LEESFRAGMENT =>
::::::::

#  > OVERIGE FORA >  > NEWBIES & STARTERSVRAGEN >  >  kleinste rookmachine

## pjbeta

Hallo,

ik wil in mijn projectscooter een rookmachine inbouwen. Hij moet daarom zo klein mogelijk zijn. Ik heb totaal geen verstand van de merken en alles wat erbij komt kijken. Ik zoek de kleinste maar het moet natuurlijk ook weer niet te duur zijn. De straal moet hard kunnen spuiten. En is het mogelijk om de straal door slangetjes naar buiten te lijden :Confused:  en zijn er nog meer dingen waar ik op moet letten?

----------


## Jasper-Lichtbron

Kleiner dan dit ga je ze niet vinden... hangt wel een prijskaartje aan vast: 

http://www.rolight.nl/catalog/produc...oducts_id=1572

----------


## Ahmed Al Dayri

Wel een filmpje posten wanneer je project af is he :Cool:

----------


## pjbeta

> Kleiner dan dit ga je ze niet vinden... hangt wel een prijskaartje aan vast: 
> 
> http://www.rolight.nl/catalog/produc...oducts_id=1572



dit is echt veel te duur  :EEK!:  ik zat eigenlijk onder de honderd euro te denken :Embarrassment:

----------


## SpaceyDeeJ

Mmm, op zich zouden die dingen best te vinden moeten zijn, maar ik ben bang dat deze allen buiten jouw budget vallen. Conrad had vroeger best kleine machines oa de F..T10. Ook het merk Krypton heeft kleine spuitertjes, maar hoe lager de prijs, des te minder je er bij voor moet stellen. Daarnaast, hoe zit het met de stroom voorziening op die scooter ? Moet dat ding vrij rijden of heeft hij een vaste opstelling en heb je de becshikking over 220V ?

::::::::

AANGELEVERDE RECORDS =>

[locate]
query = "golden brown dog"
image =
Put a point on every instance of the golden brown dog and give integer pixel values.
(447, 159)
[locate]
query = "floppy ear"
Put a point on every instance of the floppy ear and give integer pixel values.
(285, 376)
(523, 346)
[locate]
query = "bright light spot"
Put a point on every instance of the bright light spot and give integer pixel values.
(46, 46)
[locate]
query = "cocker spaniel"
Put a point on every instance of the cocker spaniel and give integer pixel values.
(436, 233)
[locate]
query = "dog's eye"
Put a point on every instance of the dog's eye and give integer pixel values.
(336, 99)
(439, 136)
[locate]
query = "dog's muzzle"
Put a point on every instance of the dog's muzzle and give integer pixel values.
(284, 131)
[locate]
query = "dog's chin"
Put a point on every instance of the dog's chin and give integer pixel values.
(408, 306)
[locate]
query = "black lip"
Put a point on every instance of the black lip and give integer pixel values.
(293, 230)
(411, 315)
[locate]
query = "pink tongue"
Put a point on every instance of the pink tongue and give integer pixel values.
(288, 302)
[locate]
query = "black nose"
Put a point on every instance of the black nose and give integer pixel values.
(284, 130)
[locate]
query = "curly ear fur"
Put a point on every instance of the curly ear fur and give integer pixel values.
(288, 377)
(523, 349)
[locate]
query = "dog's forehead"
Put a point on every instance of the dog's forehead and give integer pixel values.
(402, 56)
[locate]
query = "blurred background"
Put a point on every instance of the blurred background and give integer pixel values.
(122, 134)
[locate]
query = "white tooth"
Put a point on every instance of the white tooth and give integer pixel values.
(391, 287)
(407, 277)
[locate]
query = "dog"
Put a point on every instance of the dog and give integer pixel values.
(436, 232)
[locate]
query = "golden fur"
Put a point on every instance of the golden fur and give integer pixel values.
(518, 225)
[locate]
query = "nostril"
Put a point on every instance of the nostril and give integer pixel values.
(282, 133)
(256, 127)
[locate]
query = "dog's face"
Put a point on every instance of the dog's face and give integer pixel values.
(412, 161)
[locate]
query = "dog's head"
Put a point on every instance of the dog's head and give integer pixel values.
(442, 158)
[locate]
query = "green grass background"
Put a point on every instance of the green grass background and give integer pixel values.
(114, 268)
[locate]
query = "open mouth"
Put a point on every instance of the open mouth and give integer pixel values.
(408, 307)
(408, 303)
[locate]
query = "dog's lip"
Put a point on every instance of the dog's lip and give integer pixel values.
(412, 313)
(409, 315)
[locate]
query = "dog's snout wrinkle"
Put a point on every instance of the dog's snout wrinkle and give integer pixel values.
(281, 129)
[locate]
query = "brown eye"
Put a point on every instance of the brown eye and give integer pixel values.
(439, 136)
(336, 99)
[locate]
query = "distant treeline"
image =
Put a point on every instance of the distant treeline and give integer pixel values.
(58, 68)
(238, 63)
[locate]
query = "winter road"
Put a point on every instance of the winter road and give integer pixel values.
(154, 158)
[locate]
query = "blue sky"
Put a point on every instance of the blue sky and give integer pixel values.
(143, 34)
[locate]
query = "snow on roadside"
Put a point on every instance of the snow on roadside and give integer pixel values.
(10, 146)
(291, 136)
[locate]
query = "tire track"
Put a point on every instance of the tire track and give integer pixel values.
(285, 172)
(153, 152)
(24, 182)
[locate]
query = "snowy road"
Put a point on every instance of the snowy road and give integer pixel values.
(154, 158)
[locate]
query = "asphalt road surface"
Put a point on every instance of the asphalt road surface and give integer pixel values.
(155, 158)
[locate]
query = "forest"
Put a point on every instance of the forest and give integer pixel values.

::::::::

OPDRACHT => Schrijf uit de forumdiscussie over de kleinste rookmachine woord voor woord het stuk over dat begint bij de woorden "Mmm, op zich" en stopt na "over 220V ?". De records heb je hier niet voor nodig.

UITGEWERKTE OPDRACHT =>
Mmm, op zich zouden die dingen best te vinden moeten zijn, maar ik ben bang dat deze allen buiten jouw budget vallen. Conrad had vroeger best kleine machines oa de F..T10. Ook het merk Krypton heeft kleine spuitertjes, maar hoe lager de prijs, des te minder je er bij voor moet stellen. Daarnaast, hoe zit het met de stroom voorziening op die scooter ? Moet dat ding vrij rijden of heeft hij een vaste opstelling en heb je de becshikking over 220V ?